■ **Source extract**

I have no hesitation whatever in saying that unless this divine pattern is followed and the ministries recognized, the whole revival will wind up on the rocks .. This revival will not succeed without the apostolic pattern in everything. Revelation today will come only from the ministries God is setting in the church to receive revelation. .. I beseech all who have entered into this revival to humble themselves and admit that God has ministries of revelation, and ministries to establish the truths that he has laid down for these last days. Forgive me of any confident boasting. I do it only that this move may return to God. .. I call you to witness this fact that your entrance into this revival may be directly traced to its beginnings in the class room in North Battleford, February 13, 1948. (p. 53, 54)

For someone wishing to pardon their boasting, Hawtin's tone is hardly contrite. Download this MP3 audio sermon (4.4 MB) by George Hawtin and listen to how humble Hawtin sounds as he blasts denominational churches (from 5:37 to 6:05) as not being even being in the Body of Christ, in short, as being lost and in darkness. It would seem that he died a bitter man, frustrated and preoccupied with his loss of preeminence in the very movement he started. 

(42) Darrand and Shupe, ibid, p. 46. This was a citation of Hawtin's writing in the Sharon Star, May 1, 1948, p. 2 - barely 3 months after the "restoration" began. His shrill charge of "opportunism" seems hollow when considering how Hawtin's defiance of his denominational leaders' oversight as he governed a Bible institute thereafter emboldened him to engage in unauthorized building programs, educational novelties and unabashed recruitment from the institute's student body to create his own Bible school when asked to resign. Enough of them did to form the nucleus of his North Battleford group where the "restoration" supposedly began - if that isn't what opportunism is , I'm a tongue-talking Brad Pitt who's missed his calling.

(43) Yandian, ibid, pp. 10, 12

(44) I was surprised to find out, when visiting the church during their 1996 "Feast Of Pentecost" campmeeting, that McCann had authored a biographical book entitled From A Stump Hole To The Pulpit (Companion Press, 1991). The book is filled with incidents that show how McCann, a disciple of Oneness Pentecostal pioneer B.F. Hawthorne, was given to prophesying judgment upon those who he came to view as those who opposed him or his work. Not even a boy who rails on his sister for speaking in tongues escapes McCann's attention when "the spirit of prophesy" enters upon him to "make a prophecy concerning the life of that boy" (p. 98). Our Spiritwatch Ministries staff crossed paths with the church in 1996 in our attempt to aid a ex-member of the church whose wife divorced him because he chose to leave the church, taking her youngest child with her to remarry another church member. We visited the church, learned what they taught and observed their campmeeting and researched up enough information we passed on to the ex-member's lawyer who would represent him in the child custody court battle he would later wage with his wife (he would win the case, but ultimately chose to leave his daughter in his ex-wife's custody due to the church-implanted hatred she exhibited toward him).

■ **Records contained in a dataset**
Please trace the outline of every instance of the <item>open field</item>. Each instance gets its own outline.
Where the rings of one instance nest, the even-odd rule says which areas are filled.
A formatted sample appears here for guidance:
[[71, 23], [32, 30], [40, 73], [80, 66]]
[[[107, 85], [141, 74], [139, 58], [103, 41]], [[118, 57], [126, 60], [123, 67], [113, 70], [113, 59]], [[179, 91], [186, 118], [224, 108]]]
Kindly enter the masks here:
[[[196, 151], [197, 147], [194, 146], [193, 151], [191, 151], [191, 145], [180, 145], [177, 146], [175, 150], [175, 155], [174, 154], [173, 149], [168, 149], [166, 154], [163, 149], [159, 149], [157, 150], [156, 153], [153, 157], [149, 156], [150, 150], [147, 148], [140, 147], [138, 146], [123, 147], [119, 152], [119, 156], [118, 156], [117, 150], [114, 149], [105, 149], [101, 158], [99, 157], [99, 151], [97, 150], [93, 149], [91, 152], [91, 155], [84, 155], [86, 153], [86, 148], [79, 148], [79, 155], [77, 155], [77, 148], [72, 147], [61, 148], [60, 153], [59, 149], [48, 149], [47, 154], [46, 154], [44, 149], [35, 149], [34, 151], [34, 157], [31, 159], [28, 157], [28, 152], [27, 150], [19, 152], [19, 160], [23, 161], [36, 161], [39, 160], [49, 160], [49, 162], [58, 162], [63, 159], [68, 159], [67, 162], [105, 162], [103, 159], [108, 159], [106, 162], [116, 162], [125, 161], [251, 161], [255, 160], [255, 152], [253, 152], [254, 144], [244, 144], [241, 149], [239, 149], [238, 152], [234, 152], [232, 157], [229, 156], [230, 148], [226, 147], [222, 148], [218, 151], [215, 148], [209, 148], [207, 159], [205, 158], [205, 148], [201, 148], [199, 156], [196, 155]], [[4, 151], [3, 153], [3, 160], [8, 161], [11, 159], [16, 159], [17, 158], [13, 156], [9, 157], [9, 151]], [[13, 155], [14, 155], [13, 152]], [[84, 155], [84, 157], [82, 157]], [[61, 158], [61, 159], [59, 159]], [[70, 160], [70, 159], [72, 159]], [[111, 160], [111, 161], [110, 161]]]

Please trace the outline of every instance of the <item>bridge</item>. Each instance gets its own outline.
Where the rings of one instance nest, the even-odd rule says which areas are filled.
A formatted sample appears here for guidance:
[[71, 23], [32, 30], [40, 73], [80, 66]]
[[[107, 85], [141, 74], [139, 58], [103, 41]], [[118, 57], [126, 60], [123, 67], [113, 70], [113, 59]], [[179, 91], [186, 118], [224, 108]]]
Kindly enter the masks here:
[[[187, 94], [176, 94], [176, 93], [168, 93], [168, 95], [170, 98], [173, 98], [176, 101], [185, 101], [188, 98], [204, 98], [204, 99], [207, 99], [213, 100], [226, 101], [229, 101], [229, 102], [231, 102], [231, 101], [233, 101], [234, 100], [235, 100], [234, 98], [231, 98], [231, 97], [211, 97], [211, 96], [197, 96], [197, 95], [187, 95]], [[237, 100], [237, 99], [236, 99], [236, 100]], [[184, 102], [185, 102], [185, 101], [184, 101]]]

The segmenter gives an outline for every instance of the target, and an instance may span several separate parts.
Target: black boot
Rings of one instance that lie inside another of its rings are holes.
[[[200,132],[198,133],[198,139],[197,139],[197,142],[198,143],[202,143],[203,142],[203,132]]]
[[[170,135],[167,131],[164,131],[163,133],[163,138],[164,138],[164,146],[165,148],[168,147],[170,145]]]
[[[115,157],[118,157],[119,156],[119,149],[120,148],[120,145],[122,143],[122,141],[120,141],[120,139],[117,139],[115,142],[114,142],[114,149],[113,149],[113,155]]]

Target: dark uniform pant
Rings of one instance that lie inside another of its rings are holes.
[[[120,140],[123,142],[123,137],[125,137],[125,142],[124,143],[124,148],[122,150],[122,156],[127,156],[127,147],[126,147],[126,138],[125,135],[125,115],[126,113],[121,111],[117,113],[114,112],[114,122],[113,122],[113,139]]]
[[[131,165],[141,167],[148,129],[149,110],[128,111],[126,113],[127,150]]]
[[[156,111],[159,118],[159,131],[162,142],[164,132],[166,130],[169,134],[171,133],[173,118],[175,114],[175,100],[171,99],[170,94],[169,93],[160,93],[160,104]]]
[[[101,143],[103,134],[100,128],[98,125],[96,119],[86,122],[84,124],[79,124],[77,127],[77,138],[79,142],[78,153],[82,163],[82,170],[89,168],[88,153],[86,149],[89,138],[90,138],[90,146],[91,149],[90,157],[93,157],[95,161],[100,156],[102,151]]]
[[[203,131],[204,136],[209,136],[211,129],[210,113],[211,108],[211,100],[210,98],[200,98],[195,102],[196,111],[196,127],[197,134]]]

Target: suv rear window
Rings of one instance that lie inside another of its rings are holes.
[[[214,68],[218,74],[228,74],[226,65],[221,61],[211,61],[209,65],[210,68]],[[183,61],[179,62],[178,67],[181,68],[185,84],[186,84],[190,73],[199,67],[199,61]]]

■ **What the exercise asks**
List every person named in the text about the revival. These records have no connection to the text about the revival.

■ **Expected answer**
George Hawtin, Darrand, Shupe, Yandian, McCann, B.F. Hawthorne, Brad Pitt